Task to carry out ▸ Pick out and copy each line in the listing below that contains the word "white".

** Start **

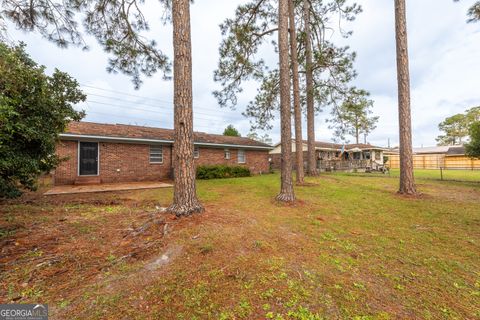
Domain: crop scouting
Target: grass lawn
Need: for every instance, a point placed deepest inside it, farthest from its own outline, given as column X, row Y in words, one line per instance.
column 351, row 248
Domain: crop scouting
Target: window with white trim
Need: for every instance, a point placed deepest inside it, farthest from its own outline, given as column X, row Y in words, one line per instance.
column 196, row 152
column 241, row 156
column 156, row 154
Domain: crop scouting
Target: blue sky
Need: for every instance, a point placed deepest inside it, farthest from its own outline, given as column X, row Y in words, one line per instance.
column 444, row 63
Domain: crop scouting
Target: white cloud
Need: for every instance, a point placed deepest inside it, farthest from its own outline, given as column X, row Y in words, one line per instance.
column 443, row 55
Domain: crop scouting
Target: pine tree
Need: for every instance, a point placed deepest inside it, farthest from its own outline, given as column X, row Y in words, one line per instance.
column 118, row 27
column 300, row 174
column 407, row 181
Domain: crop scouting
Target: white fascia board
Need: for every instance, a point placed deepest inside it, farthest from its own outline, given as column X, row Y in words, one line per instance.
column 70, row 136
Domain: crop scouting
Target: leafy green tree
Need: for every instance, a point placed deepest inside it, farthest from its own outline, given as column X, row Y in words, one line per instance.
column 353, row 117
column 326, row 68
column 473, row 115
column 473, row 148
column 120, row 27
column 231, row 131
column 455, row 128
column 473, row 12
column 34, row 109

** End **
** Start **

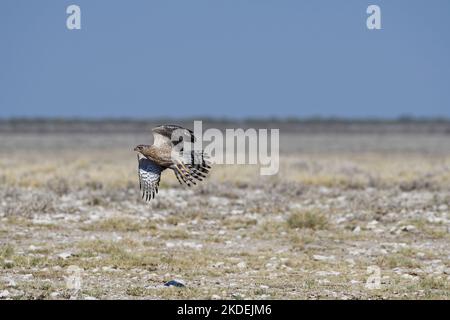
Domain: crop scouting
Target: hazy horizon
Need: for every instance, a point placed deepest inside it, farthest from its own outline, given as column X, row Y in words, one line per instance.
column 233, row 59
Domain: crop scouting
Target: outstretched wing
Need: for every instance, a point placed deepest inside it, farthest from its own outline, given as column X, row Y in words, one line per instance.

** End **
** Start **

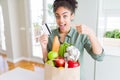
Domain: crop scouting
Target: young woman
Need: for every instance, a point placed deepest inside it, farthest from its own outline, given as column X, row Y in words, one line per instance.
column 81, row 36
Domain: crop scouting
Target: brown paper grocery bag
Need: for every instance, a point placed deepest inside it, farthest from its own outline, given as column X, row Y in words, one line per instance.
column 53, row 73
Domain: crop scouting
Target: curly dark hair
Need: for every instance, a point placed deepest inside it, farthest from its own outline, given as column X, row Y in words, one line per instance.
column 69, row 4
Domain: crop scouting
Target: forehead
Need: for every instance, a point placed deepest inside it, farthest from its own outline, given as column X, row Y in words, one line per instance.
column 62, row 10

** End **

Response for this exercise ▸
Target: window with white trim
Target: white cloud
Target: white fascia board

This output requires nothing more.